__Document__

Earlier this year, Zachary Woolfe wrote a story for the New York Times on Orientalism and appropriation in Puccini’s Madama Butterfly and Turandot, ostensibly pegged to a new production at Opera Philadelphia of the former (an announcement that Woolfe said “seems to apologize for the production’s very existence”); one of several productions of Butterfly in recent years that had brought Asian and feminist perspectives to the stagings—or, in Woolfe’s words, “anxiously adjusted” to fit the discourse.
Woolfe was correct to point out that Puccini was hardly endorsing the imperialism of B.F. Pinkerton (who leases both a Japanese house and a Japanese wife on a generous month-to-month basis, treating both with about as much consideration as one would a toilet scrubber) as his male lead. Even still, as Woolfe also points out, “even sympathetic depictions of cultural ‘others’ can participate in stereotyping them.”
In its own way, however, Woolfe’s article further sidelined Asian voices. No mention was made of the directors for these new Butterfly productions, all of whom were of Asian heritage. In making only slight references to Turandot via the Metropolitan Opera’s overstuffed legacy production by Zeffirelli, he ignored a new production that was due to open at the Kennedy Center a month after the article ran, with a new ending by composer Christopher Tin and playwright/librettist Susan Soon He Stanton that addressed the work’s Orientalist and feminist issues head-on. (Full disclosure: I wrote the program essay for that production.) And, among the experts Woolfe cited for the piece — W. Anthony Sheppard, Joseph Kerman, Arthur Groos, and Mary Jane Phillips-Matz — all were white and only one was female. This despite prominent works like Embracing the East by Mari Yoshihara and Banishing Orientalism by Phil Chan.

__Problem details__
According to the essay on Puccini productions, who wrote the new ending for the Kennedy Center's Turandot? Please give both names. This listing comes from a different source than the essay.

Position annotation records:

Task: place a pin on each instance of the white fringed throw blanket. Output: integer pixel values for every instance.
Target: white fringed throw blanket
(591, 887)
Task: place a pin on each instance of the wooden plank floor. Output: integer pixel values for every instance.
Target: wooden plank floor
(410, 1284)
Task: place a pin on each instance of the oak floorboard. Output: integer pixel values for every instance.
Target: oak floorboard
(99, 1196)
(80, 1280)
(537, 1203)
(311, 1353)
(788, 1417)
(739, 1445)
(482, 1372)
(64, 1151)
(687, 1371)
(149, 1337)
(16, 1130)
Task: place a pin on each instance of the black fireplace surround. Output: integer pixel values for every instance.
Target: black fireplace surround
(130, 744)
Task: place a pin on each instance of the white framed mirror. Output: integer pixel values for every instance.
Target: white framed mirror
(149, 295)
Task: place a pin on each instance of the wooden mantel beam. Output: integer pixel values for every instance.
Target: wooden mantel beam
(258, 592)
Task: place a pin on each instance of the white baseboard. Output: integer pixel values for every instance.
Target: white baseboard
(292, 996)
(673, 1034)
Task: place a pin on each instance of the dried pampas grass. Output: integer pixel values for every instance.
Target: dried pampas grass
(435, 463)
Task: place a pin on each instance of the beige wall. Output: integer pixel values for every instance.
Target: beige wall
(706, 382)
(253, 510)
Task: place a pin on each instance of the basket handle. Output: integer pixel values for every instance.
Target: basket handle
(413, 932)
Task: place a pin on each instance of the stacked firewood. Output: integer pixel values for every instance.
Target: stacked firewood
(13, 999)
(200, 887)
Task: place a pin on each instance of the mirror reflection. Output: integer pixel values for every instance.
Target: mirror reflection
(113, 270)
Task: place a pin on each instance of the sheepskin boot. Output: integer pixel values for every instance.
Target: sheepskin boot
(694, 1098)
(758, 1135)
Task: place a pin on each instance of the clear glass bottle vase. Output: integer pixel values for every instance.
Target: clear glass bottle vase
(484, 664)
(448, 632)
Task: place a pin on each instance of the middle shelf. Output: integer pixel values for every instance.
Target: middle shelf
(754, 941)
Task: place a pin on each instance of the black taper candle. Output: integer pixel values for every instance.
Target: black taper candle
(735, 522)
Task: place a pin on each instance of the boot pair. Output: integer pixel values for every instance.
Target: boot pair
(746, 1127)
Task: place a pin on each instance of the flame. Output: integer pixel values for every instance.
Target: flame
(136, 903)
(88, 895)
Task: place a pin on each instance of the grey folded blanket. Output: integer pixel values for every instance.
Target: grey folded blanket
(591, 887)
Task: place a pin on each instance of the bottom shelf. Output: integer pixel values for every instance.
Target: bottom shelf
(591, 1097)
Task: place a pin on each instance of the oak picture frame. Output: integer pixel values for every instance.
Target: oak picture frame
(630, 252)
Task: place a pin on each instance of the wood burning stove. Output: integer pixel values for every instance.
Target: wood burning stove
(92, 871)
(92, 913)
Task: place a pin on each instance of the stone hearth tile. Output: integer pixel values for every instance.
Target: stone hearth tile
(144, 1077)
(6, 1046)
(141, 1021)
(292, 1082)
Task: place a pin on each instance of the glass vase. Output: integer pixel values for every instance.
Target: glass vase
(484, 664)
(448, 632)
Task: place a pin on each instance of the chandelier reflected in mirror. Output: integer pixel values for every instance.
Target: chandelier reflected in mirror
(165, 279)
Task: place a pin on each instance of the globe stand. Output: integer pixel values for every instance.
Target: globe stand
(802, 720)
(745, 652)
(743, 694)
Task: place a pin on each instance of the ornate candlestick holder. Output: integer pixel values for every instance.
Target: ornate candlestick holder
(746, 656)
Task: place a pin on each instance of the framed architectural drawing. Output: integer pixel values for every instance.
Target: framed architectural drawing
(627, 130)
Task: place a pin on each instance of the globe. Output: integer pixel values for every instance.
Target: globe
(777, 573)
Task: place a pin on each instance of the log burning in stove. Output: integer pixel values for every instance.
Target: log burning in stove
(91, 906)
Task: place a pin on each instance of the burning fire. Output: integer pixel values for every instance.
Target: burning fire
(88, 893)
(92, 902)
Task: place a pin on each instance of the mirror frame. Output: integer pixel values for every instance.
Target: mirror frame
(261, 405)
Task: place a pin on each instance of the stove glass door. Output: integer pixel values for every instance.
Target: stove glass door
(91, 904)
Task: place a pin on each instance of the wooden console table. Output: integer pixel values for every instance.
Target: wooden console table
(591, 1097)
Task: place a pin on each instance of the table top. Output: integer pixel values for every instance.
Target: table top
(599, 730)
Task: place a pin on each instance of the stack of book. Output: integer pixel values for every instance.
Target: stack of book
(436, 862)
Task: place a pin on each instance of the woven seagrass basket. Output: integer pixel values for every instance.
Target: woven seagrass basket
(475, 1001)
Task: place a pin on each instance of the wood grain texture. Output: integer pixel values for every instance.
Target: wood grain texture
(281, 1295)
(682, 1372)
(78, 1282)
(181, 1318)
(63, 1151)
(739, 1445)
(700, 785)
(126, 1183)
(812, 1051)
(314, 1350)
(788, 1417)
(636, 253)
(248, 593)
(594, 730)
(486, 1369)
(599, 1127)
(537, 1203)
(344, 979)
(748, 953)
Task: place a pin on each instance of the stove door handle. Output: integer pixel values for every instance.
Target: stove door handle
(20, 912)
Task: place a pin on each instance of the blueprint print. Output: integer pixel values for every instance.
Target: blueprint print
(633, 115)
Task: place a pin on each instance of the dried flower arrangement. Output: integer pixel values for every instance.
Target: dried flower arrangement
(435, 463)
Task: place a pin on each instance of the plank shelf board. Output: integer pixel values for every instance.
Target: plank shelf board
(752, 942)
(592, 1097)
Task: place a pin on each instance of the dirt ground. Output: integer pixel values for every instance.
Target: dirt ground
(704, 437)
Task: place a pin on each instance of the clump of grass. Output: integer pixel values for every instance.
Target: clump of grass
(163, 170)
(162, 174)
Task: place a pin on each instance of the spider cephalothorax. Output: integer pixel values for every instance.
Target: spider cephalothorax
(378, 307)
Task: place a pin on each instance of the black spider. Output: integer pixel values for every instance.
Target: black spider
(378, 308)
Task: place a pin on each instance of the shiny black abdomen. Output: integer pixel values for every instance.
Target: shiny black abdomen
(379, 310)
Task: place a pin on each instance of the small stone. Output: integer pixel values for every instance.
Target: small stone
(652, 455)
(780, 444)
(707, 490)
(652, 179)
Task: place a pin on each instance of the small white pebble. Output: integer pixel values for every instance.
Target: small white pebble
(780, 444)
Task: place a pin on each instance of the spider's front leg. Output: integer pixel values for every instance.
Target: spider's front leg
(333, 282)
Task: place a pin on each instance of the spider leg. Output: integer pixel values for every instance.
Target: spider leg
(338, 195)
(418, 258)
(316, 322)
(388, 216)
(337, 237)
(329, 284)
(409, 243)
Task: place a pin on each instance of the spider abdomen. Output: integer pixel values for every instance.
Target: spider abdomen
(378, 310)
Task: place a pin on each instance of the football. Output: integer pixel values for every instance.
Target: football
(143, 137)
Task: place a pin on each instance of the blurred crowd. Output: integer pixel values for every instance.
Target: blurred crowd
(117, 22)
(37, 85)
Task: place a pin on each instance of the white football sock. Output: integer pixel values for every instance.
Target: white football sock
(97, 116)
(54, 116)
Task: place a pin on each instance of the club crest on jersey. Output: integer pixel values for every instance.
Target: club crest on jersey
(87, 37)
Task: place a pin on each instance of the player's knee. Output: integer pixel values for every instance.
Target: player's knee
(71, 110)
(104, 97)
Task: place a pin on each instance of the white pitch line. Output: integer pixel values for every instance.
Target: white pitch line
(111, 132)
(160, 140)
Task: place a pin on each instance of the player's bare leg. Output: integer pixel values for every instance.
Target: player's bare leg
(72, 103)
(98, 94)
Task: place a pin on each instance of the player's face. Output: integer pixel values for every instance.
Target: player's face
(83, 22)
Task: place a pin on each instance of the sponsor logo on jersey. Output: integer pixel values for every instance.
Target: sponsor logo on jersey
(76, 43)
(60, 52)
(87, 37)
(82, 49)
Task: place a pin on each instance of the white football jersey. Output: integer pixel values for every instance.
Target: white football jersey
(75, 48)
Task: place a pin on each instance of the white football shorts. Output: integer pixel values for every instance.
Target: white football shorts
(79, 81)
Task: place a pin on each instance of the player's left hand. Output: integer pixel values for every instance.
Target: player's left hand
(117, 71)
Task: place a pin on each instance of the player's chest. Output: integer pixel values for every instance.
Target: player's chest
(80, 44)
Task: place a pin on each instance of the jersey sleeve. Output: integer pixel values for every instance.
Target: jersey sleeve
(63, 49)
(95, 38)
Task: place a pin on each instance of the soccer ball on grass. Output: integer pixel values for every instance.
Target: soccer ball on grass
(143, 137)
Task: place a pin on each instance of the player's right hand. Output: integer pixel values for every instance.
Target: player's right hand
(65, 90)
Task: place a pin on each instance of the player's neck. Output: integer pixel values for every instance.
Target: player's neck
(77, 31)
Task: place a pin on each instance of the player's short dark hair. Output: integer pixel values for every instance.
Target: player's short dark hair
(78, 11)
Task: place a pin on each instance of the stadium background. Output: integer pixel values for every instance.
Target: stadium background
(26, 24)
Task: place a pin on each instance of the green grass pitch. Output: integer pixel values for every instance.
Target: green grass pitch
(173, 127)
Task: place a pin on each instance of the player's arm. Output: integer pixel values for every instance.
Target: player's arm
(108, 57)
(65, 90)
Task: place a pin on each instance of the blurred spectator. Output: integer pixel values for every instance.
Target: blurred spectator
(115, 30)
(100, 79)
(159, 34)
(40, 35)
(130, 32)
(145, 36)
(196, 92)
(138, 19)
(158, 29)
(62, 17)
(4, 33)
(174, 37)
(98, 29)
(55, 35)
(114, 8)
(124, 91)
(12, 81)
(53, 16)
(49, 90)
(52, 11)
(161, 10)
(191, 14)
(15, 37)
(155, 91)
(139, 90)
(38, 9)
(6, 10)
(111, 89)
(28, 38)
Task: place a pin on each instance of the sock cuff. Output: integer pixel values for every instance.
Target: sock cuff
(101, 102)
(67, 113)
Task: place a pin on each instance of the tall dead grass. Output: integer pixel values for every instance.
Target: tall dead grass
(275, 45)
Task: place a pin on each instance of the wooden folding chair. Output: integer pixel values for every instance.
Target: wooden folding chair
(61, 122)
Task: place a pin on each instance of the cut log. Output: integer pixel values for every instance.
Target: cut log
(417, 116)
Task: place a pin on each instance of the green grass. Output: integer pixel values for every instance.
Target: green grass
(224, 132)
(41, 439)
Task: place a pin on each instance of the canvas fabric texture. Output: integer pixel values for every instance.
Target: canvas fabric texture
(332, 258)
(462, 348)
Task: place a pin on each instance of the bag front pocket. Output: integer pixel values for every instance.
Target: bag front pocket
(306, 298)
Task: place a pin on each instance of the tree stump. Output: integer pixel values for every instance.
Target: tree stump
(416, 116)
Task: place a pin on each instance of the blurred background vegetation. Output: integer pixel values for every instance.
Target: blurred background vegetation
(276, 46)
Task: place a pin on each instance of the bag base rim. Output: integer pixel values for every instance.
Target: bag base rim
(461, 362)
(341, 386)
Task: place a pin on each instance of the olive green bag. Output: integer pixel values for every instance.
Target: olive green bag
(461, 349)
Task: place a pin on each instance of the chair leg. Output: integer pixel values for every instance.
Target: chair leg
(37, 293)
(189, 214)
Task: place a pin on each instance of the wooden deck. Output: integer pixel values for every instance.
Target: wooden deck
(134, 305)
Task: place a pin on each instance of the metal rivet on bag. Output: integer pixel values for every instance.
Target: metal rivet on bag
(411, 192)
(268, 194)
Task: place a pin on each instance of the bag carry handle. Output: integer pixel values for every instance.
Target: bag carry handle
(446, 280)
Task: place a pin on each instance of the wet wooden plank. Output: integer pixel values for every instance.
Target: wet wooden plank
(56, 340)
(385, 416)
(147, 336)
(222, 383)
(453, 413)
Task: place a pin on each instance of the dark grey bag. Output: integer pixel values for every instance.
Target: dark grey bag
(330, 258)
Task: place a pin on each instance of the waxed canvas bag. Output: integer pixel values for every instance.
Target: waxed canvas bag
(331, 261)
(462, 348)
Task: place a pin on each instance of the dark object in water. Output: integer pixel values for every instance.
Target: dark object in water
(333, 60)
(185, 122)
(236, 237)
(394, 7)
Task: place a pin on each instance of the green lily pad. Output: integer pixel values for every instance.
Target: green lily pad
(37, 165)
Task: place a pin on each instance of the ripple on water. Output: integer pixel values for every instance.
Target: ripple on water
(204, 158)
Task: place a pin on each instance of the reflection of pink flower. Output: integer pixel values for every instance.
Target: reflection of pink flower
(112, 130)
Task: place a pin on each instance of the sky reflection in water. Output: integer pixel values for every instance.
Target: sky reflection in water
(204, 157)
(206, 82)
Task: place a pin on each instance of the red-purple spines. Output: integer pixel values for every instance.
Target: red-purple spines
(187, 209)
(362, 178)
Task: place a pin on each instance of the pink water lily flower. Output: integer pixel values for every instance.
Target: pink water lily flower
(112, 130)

__Exercise response__
Composer Christopher Tin and playwright/librettist Susan Soon He Stanton.